== The problem ==
Copy every line of the records that includes the word "green".

=======

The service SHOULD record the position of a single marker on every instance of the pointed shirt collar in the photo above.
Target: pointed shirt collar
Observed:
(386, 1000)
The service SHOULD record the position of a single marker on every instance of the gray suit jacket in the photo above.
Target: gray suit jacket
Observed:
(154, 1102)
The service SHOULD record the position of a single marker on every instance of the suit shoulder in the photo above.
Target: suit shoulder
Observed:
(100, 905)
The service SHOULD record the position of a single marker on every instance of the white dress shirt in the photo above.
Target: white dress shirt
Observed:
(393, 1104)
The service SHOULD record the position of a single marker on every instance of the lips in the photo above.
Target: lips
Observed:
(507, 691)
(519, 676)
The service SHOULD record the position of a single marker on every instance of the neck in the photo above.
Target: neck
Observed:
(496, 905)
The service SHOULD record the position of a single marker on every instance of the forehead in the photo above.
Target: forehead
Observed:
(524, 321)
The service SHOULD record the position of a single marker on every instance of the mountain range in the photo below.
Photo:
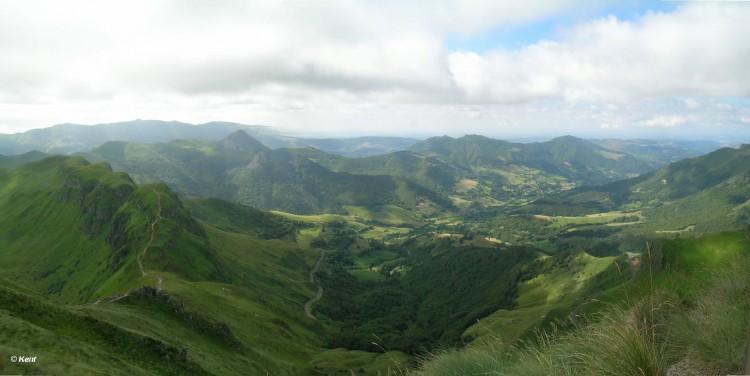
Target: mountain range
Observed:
(158, 258)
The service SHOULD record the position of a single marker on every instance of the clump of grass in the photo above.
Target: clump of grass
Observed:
(488, 359)
(711, 331)
(702, 326)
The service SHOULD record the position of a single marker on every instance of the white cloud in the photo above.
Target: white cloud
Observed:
(374, 65)
(667, 121)
(692, 51)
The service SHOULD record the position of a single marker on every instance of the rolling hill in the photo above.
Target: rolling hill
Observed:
(75, 138)
(241, 169)
(108, 266)
(568, 157)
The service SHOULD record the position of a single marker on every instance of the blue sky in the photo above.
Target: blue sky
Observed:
(348, 67)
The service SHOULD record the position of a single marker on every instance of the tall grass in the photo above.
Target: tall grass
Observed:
(703, 326)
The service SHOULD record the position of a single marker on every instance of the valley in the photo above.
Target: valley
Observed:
(237, 256)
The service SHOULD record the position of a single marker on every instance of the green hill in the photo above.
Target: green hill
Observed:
(707, 193)
(684, 313)
(72, 138)
(139, 275)
(242, 170)
(568, 157)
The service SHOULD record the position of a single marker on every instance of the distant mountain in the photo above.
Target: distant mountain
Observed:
(240, 169)
(17, 160)
(659, 152)
(72, 138)
(429, 172)
(93, 264)
(707, 193)
(351, 147)
(569, 157)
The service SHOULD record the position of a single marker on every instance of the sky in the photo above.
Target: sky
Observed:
(505, 69)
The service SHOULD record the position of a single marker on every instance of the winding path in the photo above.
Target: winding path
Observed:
(309, 303)
(150, 241)
(159, 280)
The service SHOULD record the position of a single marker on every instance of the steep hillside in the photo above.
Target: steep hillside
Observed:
(429, 172)
(140, 274)
(705, 193)
(685, 313)
(240, 169)
(17, 160)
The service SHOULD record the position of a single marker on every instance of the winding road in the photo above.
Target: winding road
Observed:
(150, 241)
(159, 280)
(309, 303)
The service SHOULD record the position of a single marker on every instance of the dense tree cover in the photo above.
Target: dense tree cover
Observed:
(446, 289)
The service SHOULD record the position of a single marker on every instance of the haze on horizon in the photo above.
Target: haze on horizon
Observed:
(503, 69)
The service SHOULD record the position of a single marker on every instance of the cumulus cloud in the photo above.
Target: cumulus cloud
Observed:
(382, 65)
(692, 51)
(670, 121)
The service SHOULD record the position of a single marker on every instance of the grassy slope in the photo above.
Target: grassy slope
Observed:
(687, 286)
(212, 279)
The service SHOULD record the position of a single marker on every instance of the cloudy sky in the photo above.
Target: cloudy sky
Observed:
(593, 68)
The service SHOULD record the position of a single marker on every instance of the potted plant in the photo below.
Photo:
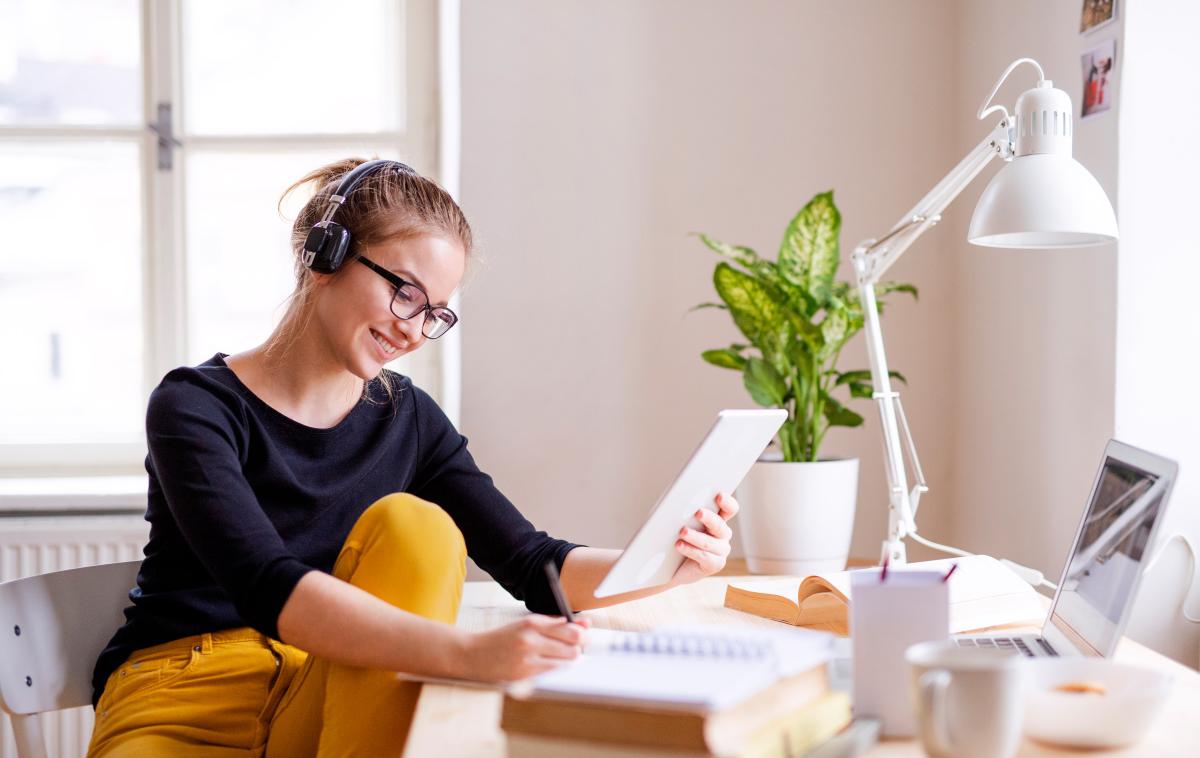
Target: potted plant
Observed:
(798, 509)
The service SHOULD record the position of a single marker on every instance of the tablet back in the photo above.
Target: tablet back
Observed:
(719, 464)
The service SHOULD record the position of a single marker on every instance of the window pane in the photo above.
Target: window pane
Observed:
(70, 293)
(70, 62)
(292, 66)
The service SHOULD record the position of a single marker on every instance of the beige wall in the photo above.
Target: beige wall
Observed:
(595, 138)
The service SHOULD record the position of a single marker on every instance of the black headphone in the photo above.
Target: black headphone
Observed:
(328, 241)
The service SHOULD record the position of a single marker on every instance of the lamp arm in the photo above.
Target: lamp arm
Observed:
(871, 259)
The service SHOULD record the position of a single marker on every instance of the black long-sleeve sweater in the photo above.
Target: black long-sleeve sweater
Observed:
(244, 501)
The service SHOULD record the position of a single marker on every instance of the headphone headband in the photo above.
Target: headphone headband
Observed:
(328, 241)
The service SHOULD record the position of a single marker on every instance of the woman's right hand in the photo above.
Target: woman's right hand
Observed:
(533, 645)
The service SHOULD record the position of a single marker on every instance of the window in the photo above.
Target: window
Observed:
(143, 148)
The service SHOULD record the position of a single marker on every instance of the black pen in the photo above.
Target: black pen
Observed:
(557, 589)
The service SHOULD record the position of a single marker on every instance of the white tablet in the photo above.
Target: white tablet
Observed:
(719, 464)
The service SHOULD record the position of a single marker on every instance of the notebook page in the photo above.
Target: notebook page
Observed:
(687, 667)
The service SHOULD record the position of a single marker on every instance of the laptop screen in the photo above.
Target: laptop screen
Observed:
(1105, 563)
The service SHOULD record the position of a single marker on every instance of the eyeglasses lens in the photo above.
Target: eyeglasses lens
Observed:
(437, 323)
(408, 301)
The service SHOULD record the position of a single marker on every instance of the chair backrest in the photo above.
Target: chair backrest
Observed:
(52, 630)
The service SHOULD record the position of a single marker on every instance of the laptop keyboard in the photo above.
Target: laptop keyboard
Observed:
(1007, 643)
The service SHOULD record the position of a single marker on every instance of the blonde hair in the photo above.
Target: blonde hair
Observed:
(389, 204)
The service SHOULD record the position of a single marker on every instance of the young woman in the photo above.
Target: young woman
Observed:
(311, 513)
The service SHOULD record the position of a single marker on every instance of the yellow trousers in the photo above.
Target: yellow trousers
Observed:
(238, 692)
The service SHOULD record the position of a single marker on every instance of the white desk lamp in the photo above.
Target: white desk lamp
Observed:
(1042, 199)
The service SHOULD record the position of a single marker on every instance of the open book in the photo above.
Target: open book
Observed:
(984, 594)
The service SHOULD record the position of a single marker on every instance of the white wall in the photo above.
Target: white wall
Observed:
(595, 138)
(1033, 346)
(1158, 325)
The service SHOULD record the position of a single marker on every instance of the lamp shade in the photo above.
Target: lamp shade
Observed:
(1043, 200)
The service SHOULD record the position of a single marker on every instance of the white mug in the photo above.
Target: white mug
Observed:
(969, 701)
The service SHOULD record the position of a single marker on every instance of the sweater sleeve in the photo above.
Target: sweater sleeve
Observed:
(498, 537)
(196, 444)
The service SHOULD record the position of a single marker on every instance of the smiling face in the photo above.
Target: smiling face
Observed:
(353, 307)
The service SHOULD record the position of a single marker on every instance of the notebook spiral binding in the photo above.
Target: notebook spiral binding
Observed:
(695, 645)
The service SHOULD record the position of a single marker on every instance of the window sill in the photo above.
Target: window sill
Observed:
(73, 494)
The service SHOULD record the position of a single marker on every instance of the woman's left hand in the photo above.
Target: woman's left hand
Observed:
(706, 551)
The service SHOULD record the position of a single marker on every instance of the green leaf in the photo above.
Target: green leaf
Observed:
(763, 383)
(835, 331)
(809, 254)
(838, 414)
(724, 358)
(744, 256)
(858, 389)
(751, 304)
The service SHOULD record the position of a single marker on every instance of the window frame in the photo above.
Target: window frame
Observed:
(165, 252)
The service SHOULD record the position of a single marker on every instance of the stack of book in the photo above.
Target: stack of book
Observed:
(683, 693)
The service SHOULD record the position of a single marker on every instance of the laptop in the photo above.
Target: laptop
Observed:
(1099, 582)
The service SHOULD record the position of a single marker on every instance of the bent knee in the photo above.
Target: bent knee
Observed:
(414, 522)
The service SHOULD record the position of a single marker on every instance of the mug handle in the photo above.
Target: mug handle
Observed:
(935, 733)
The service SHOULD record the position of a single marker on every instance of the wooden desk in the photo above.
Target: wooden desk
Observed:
(463, 722)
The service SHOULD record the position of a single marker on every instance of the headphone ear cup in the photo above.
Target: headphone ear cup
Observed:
(325, 247)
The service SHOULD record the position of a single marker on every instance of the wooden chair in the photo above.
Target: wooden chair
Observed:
(52, 630)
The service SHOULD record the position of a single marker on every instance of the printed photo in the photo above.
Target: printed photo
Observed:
(1099, 66)
(1097, 13)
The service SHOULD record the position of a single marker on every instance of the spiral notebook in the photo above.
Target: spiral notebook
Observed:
(700, 668)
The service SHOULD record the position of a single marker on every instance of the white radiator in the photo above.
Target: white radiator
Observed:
(39, 545)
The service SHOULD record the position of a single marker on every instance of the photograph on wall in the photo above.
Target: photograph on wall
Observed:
(1097, 13)
(1099, 66)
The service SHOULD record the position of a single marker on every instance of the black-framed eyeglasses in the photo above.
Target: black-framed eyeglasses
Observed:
(411, 300)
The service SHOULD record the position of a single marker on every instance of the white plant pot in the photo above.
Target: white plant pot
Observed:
(797, 518)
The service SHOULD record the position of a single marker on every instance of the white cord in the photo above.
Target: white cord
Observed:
(1013, 65)
(1032, 576)
(1192, 553)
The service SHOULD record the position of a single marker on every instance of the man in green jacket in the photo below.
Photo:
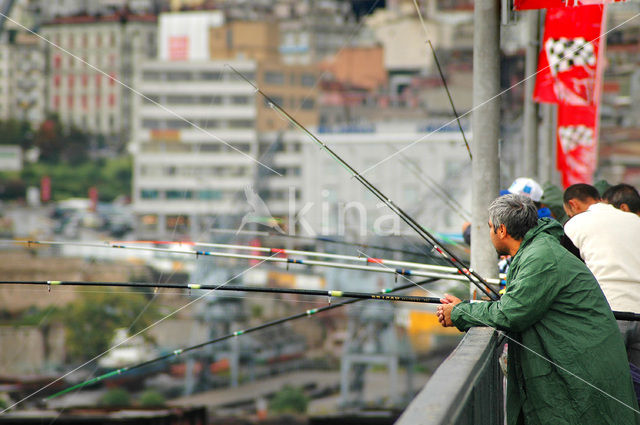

=======

== Reply ==
The service SHOULD record the position of a single marker on every instance of the green hill in the photo above.
Target: green hill
The service SHOULD record the position of a single marker on every instance of the green leaf in the photo above.
Target: green leaf
The service SHOULD record the position of a single marker on every instance of the man in green jacket in the photo below.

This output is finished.